-- Task prompt --
Repeat every record below exactly, but leave out any pictures.

Data items:
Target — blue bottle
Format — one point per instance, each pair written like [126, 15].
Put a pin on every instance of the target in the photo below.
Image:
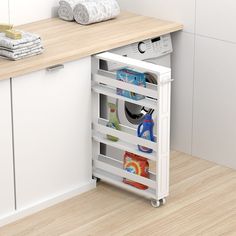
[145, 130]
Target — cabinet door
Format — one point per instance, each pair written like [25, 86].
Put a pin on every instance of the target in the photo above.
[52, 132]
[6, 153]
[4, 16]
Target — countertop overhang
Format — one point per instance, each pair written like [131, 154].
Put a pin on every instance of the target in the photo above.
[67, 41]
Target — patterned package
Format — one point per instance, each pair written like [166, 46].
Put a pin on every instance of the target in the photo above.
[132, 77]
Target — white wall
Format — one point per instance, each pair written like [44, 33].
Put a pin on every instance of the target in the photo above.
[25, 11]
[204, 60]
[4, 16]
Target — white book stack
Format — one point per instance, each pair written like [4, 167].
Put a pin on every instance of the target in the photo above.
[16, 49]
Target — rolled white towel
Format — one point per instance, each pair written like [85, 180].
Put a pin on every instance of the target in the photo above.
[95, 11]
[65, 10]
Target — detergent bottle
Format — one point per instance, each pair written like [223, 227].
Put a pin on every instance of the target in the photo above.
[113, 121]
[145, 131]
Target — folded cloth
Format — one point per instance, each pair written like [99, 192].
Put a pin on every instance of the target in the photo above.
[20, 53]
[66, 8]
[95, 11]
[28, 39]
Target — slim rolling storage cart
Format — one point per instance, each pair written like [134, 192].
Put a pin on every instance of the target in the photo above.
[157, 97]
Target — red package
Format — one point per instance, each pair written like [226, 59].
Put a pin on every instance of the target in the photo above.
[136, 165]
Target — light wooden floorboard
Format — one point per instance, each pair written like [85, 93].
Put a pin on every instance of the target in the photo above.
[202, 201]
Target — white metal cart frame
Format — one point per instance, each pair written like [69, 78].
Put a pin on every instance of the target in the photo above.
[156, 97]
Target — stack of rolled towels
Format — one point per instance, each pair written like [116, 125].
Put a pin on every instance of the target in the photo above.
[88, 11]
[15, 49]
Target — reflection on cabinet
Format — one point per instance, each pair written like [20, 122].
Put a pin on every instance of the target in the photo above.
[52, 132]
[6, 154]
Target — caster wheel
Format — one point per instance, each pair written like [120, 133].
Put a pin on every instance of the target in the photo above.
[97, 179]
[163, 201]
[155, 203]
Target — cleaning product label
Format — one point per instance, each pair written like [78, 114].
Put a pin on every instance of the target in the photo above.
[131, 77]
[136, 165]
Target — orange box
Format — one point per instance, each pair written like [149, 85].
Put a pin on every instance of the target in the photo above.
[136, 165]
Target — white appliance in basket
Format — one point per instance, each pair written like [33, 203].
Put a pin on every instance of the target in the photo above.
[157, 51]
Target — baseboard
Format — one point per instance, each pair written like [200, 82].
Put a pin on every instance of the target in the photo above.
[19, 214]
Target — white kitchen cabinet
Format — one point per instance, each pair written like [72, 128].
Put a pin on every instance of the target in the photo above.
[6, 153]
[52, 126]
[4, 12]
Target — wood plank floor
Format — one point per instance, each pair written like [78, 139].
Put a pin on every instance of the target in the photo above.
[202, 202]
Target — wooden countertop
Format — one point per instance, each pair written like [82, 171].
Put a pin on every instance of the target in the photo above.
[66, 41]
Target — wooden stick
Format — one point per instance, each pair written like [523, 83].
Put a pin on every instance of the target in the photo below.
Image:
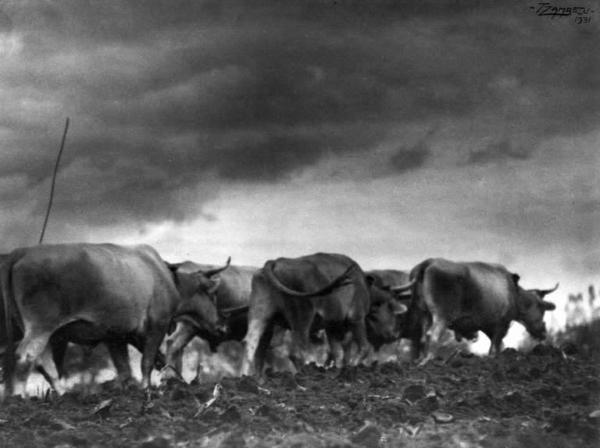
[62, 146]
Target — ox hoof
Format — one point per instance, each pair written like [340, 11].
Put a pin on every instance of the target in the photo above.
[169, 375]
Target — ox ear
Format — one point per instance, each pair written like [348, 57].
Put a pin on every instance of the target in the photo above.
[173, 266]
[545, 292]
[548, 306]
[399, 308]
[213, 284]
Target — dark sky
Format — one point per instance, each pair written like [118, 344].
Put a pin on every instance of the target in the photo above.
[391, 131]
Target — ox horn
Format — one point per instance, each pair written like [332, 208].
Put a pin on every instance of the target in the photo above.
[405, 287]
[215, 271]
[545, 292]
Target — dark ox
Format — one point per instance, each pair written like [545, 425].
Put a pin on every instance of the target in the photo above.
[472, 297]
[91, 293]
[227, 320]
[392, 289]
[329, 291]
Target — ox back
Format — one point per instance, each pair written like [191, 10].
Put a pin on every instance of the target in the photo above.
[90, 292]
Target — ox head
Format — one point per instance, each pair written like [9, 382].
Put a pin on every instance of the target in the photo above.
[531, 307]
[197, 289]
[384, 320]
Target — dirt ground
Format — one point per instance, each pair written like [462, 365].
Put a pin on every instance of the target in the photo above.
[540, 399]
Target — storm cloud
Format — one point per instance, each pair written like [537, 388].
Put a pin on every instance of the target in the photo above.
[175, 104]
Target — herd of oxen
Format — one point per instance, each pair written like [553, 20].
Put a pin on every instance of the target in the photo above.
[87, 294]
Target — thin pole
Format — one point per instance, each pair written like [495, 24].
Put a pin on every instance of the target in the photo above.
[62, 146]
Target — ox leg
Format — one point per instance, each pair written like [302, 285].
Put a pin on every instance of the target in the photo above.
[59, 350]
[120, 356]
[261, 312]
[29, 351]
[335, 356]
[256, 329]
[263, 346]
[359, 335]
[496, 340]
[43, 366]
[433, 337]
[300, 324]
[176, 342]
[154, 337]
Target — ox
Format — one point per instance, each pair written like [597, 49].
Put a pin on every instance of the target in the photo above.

-- Solution for this problem --
Target — blue bottle
Format — one point per instance, each pair written like [126, 15].
Put a pin on every instance of the target in the photo below.
Image:
[145, 130]
Target — cabinet door
Format — one point per instance, each pair written like [25, 86].
Put a pin on every instance of the target in the photo above.
[52, 132]
[6, 153]
[4, 16]
Target — countertop overhang
Format — one point per instance, each pair written like [131, 154].
Put a pin on every instance of the target in the photo above.
[67, 41]
Target — patterned package
Format — one point per instance, each pair written like [166, 46].
Put a pin on every instance of the target in the photo above.
[132, 77]
Target — white wall
Format — one point per instance, each pair written like [44, 33].
Put a pin on every instance of the target in the photo above.
[25, 11]
[204, 60]
[4, 16]
Target — white book stack
Format — one point per instance, each pair written like [4, 167].
Put a pin on every instance of the target in the photo above.
[16, 49]
Target — rolled white towel
Format — one point per instance, each pair written like [85, 180].
Put a pin on every instance of the target in the photo above.
[95, 11]
[65, 10]
Target — detergent bottle
Format — one point per instance, each pair written like [223, 227].
Put a pin on every instance of the target in the photo above.
[113, 121]
[145, 131]
Target — folded cloth
Format — one point per instance, each pair written like [99, 192].
Put a pin on every instance of the target in the photo above.
[20, 53]
[66, 8]
[95, 11]
[28, 39]
Target — slim rolling storage cart
Format — one point per instance, each pair written like [134, 192].
Put a pin on every instance of the target in the photo above.
[157, 97]
Target — red package
Format — one point per instance, each pair written like [226, 59].
Put a pin on every instance of the target in the photo above.
[136, 165]
Target — light wooden floorboard
Format — one point per instance, each pair written like [85, 93].
Put a pin on every instance of the target in the photo above.
[202, 201]
Target — white metal cart frame
Format — one point per instance, each pair written like [69, 78].
Put a pin on every instance of the target in the photo above.
[156, 97]
Target — stack of rolled towels
Format — one point per instance, each pair written like [116, 125].
Put a pin on every instance of the target in the photo above.
[88, 11]
[15, 49]
Target — reflection on cabinet
Format — one point per instance, each pair written like [20, 122].
Put a pin on every instance of the target in the photo above.
[52, 132]
[6, 154]
Target — caster wheel
Format — one point per instance, each pair written like [120, 133].
Put a pin on every instance of the target in the photo above.
[97, 179]
[163, 201]
[155, 203]
Target — cleaning product label
Format — one point per instance, each pair written like [78, 114].
Put a pin on every instance of the target in the photo above.
[131, 77]
[136, 165]
Target — orange box
Format — one point per instance, each pair written like [149, 85].
Put a pin on every instance of the target in the photo above.
[136, 165]
Target — white appliance in basket
Format — one point per instance, each pair written like [33, 203].
Put a pin on every instance of the target in the photo above.
[157, 51]
Target — baseboard
Format — one point per instance, each pair written like [200, 82].
Put a pin on every instance of the target in the photo above.
[19, 214]
Target — white kitchen cabinet
Format — one point per instance, each pair written like [72, 128].
Put a pin on every instance of the target in the photo above.
[6, 153]
[52, 126]
[4, 12]
Target — wood plank floor
Format — one point per instance, each pair written like [78, 139].
Put a pin on every instance of the target in the photo above.
[202, 202]
Target — wooden countertop
Format — one point per instance, each pair written like [82, 171].
Put a pin on every instance of the target in the photo above.
[66, 41]
Target — wooden stick
Format — one point per instance, each pair written like [523, 83].
Put a pin on every instance of the target in the photo below.
Image:
[62, 146]
Target — ox hoof
Format — one point per instance, each pair written like [340, 11].
Put a pin on every instance of the target in the photo above.
[169, 375]
Target — ox ear
Format — one point per instance, each pair written like [348, 57].
Put a pin on every instance of the target in the photo above.
[173, 266]
[545, 292]
[548, 306]
[399, 308]
[213, 284]
Target — dark sky
Format — one point per instance, each pair written like [118, 344].
Put a pin on every instance of the target in the photo above.
[391, 131]
Target — ox horn
Format — one point per instance, each pair written like [332, 208].
Put a pin on every instance of the target in the photo above.
[405, 287]
[215, 271]
[545, 292]
Target — dark ox
Format — one point per instance, each pair written like [545, 425].
Put a pin on every instance of the target in the photo above.
[472, 297]
[91, 293]
[227, 320]
[392, 289]
[329, 291]
Target — ox back
Format — one point per instance, each pair written like [191, 10].
Put a pin on every instance of the target in the photo above.
[90, 292]
Target — ox head
Format — one point per instance, each pair written like [9, 382].
Put a pin on every instance of the target in the photo above.
[531, 307]
[197, 289]
[384, 320]
Target — dirt ground
Format — one point per instance, each pair written like [462, 365].
Put a pin on every instance of the target in the photo above.
[540, 399]
Target — storm cloud
Format — one point per instance, each pair written like [537, 388].
Put a pin on every instance of the target in the photo above.
[175, 104]
Target — herd of oxen
Format — one point per instance, each pair written like [553, 20].
Put a pin on every instance of the target in the photo above.
[87, 294]
Target — thin pole
Format — one point per instance, each pair written like [495, 24].
Put a pin on every instance of the target in the photo above.
[62, 146]
Target — ox leg
Format — one point per instance, each pair written like [302, 285].
Put a pin on every instance of the target in the photo above.
[59, 350]
[120, 356]
[261, 312]
[29, 351]
[335, 356]
[256, 329]
[263, 346]
[359, 335]
[496, 340]
[43, 366]
[433, 337]
[300, 324]
[176, 342]
[154, 337]
Target — ox
Format — one point per instance, each pair written like [597, 49].
Put a pin on every instance of the target in the photo above.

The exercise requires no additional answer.